Repeat word for word the line with "of the background" and every line after it until the records below run out.

▸ Extracted records:
- - - - - - -

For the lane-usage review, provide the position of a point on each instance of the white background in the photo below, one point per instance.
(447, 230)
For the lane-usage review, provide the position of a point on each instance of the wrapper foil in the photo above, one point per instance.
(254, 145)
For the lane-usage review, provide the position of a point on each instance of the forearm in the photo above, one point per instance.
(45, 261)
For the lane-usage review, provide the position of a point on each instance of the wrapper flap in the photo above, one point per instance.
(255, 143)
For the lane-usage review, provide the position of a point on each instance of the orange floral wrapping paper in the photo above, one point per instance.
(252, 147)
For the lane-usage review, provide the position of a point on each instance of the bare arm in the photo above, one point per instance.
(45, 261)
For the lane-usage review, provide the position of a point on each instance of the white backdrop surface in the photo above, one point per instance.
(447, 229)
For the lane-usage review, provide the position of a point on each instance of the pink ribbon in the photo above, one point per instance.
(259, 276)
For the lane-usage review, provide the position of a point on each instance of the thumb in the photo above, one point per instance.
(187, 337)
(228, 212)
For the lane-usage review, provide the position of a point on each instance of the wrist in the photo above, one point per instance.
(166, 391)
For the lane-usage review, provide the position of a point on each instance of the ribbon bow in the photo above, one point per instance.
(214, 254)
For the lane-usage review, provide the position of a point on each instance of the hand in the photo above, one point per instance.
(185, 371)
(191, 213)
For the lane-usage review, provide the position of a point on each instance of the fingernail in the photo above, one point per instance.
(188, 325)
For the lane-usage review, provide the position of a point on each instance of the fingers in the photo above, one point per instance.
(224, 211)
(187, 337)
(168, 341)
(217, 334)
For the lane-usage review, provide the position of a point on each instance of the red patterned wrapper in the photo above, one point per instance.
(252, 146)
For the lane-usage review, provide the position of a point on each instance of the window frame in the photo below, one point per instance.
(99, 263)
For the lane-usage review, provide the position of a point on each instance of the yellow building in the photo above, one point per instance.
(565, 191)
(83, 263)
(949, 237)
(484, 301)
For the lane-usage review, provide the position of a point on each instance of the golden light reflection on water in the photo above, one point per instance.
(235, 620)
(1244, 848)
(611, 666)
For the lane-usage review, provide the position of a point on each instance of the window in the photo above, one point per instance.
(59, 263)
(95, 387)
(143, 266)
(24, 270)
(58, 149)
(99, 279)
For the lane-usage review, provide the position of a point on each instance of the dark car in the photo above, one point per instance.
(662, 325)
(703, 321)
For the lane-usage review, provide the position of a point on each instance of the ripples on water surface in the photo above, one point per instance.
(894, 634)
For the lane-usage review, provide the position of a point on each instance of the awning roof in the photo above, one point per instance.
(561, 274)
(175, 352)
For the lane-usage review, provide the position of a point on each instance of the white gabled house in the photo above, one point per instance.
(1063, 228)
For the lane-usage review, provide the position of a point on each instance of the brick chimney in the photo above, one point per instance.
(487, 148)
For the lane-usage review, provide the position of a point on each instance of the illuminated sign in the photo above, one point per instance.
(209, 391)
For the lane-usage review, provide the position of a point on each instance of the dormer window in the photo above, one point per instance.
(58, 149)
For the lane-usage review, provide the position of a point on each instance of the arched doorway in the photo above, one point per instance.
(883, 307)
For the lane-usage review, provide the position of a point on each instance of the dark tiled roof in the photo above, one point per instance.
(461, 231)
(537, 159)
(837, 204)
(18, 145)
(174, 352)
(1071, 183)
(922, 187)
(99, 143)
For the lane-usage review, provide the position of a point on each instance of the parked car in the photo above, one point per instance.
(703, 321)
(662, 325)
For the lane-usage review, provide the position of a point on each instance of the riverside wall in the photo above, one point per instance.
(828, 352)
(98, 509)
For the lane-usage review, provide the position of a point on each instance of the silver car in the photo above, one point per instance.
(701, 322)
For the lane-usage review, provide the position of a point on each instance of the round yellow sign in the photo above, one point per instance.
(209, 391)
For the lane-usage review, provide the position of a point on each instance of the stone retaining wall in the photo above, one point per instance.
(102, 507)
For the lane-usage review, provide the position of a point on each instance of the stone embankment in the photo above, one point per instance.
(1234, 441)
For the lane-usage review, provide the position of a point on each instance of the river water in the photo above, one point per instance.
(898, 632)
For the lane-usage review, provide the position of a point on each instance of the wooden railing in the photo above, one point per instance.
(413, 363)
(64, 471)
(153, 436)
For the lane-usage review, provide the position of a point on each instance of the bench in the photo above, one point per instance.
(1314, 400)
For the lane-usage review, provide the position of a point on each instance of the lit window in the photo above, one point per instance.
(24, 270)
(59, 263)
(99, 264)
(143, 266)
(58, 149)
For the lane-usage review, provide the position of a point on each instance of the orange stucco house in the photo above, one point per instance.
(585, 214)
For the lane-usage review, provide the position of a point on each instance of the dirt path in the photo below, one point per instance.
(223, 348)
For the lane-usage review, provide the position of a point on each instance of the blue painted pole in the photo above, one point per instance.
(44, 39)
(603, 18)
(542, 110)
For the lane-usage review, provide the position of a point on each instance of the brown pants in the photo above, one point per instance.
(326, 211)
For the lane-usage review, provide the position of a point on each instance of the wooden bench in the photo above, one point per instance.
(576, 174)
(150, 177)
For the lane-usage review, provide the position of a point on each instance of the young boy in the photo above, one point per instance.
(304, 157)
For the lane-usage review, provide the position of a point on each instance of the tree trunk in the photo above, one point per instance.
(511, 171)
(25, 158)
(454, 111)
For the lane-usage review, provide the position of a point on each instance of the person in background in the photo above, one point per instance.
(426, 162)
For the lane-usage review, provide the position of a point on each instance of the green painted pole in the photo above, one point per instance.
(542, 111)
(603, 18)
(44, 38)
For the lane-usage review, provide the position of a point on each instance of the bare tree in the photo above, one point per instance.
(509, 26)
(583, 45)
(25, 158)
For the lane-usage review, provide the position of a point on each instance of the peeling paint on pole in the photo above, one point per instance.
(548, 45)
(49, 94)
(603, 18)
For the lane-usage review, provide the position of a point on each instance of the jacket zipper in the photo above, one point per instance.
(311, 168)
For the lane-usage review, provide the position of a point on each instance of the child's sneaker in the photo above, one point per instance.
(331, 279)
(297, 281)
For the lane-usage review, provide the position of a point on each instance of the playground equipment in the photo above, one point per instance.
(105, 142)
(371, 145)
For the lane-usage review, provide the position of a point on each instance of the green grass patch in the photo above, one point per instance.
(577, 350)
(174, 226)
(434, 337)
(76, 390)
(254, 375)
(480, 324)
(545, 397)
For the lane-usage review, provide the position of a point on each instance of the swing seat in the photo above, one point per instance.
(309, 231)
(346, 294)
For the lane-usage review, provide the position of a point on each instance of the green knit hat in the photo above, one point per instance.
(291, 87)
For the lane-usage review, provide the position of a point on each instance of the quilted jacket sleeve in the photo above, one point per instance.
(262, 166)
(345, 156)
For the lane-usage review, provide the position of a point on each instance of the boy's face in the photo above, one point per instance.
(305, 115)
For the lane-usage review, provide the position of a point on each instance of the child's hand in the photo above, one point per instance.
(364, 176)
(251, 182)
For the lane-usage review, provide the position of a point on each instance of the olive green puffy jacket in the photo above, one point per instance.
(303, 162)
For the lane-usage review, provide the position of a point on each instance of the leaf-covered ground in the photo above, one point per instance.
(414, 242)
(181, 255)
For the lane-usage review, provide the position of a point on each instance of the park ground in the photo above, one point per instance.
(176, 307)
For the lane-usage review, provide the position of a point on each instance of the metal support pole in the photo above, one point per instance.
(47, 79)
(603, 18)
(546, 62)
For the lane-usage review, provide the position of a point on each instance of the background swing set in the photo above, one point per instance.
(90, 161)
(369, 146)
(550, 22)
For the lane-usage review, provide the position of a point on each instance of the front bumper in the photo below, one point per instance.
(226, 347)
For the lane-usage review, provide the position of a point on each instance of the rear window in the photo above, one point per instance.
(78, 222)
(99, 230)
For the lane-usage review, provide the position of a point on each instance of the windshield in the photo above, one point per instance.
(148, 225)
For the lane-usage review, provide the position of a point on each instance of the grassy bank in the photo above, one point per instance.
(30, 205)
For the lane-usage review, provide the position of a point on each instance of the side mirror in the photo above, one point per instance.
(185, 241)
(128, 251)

- - - - - - -

▸ Exercise result:
For the lane-usage review, provide the position of a point on each instance of the background swing set in the photo above, one point per instance.
(90, 161)
(369, 146)
(550, 22)
For the lane-usage review, provide the position of a point on each instance of the front bumper in the photo below, one point per instance.
(226, 347)
For the lane-usage review, provide the position of a point on each instance of the rear window in the photo above, one point per instance.
(78, 222)
(99, 230)
For the lane-usage review, provide the position of a point on each instance of the windshield in the photo above, one point per instance.
(148, 225)
For the lane-usage review, provide the position of a point on each instance of the grassy bank in the photo above, one point per instance.
(30, 205)
For the lane-usage review, provide the position of a point on each instance of the side mirror in the photo above, one point per instance.
(185, 241)
(128, 251)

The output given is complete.